PROBLEM REQUIREMENTS: Show every line in the rows below that contains the word "instance", treating uppercase and lowercase letters as different.

MATERIAL SHOWN:
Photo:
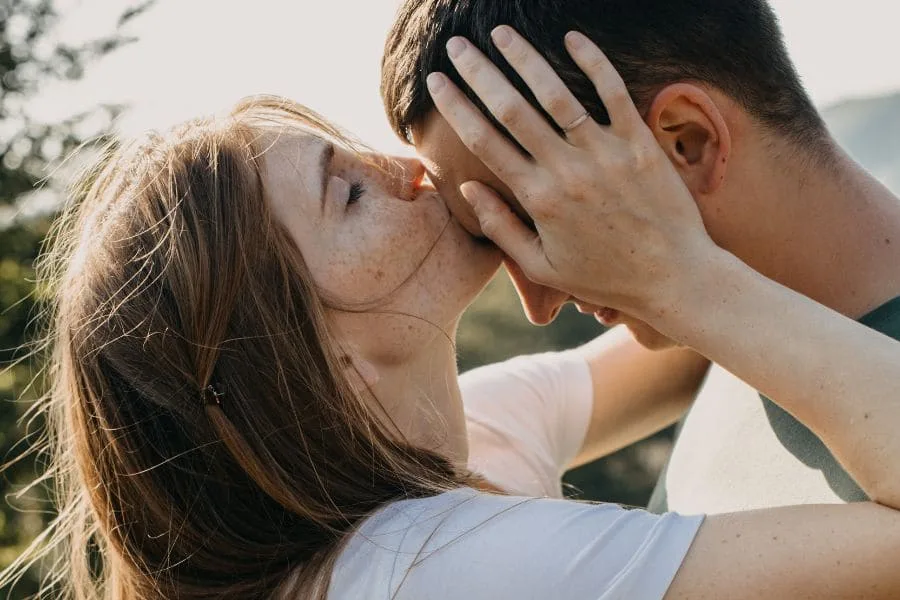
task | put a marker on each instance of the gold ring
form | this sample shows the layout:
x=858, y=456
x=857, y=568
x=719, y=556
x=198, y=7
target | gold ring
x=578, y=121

==

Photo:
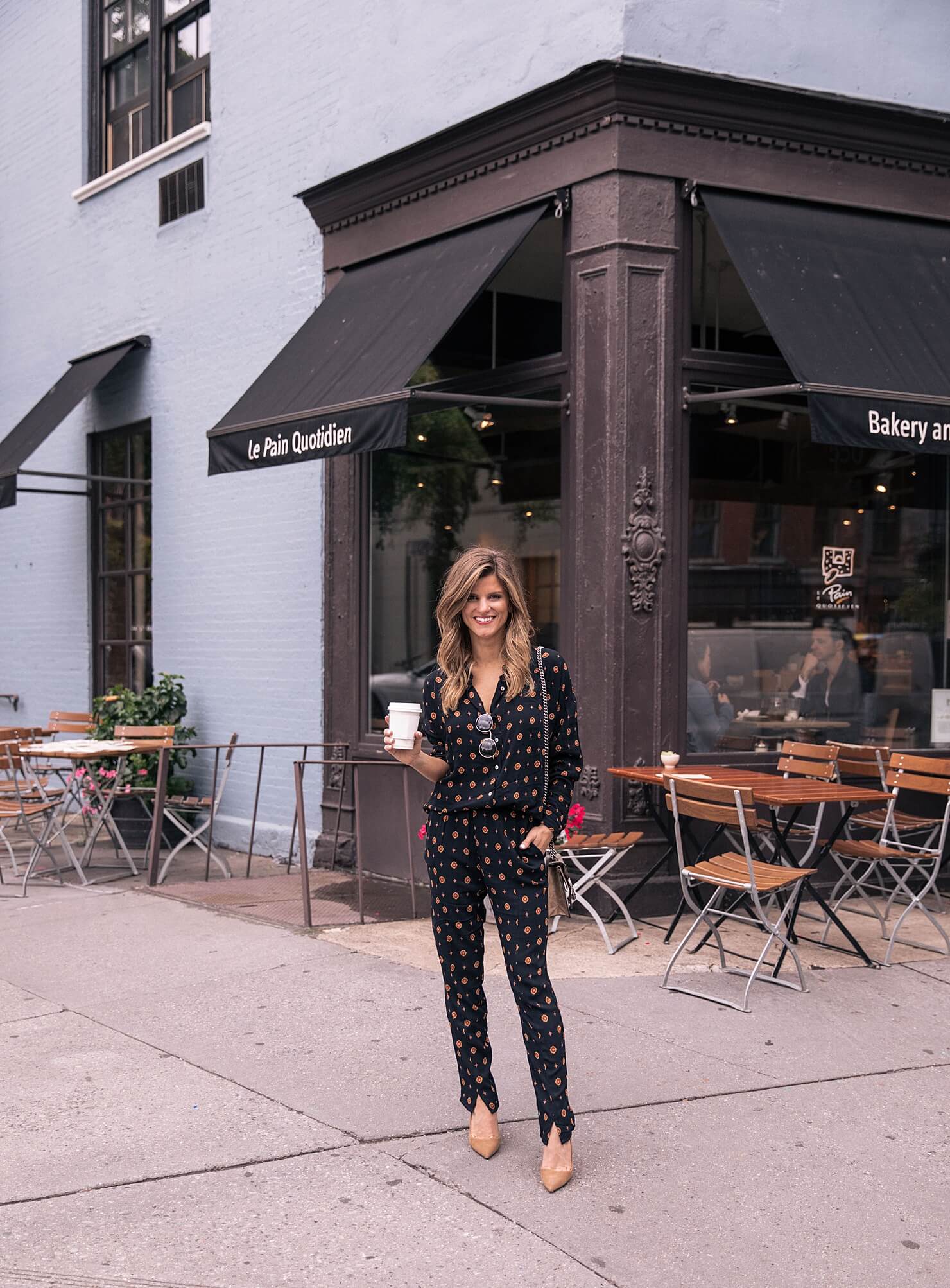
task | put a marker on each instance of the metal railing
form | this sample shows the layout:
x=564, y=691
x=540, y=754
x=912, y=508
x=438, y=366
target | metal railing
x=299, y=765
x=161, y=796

...

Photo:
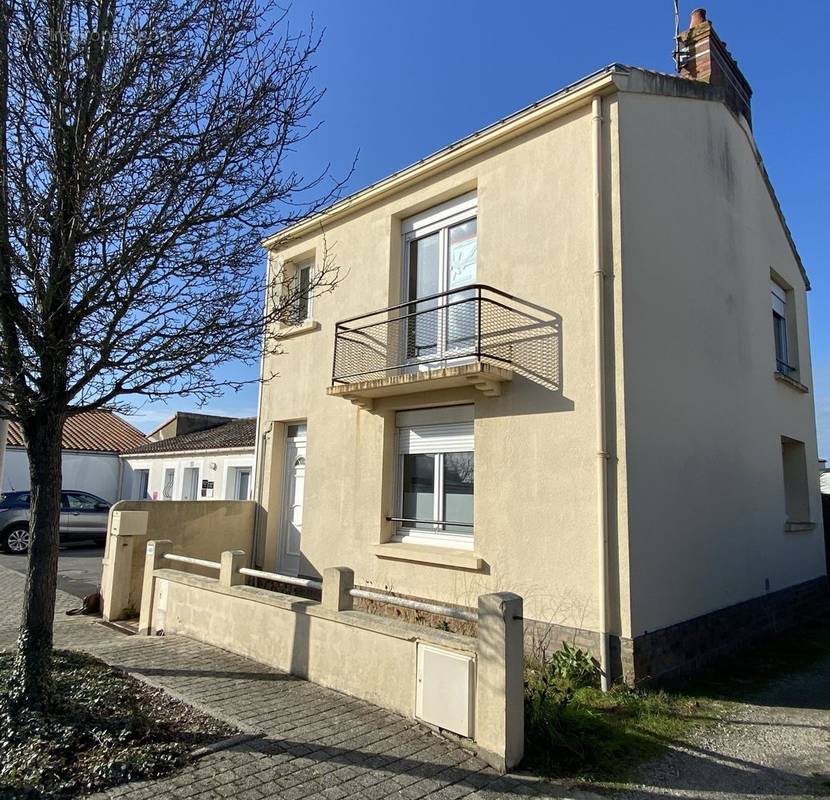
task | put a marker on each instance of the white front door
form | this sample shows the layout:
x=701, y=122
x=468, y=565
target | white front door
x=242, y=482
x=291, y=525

COMPLETED EXERCISE:
task | put a marker on each instance of the gold ring
task | put a marker on each instance of the metal railing
task | put a marker on each instance of the white front door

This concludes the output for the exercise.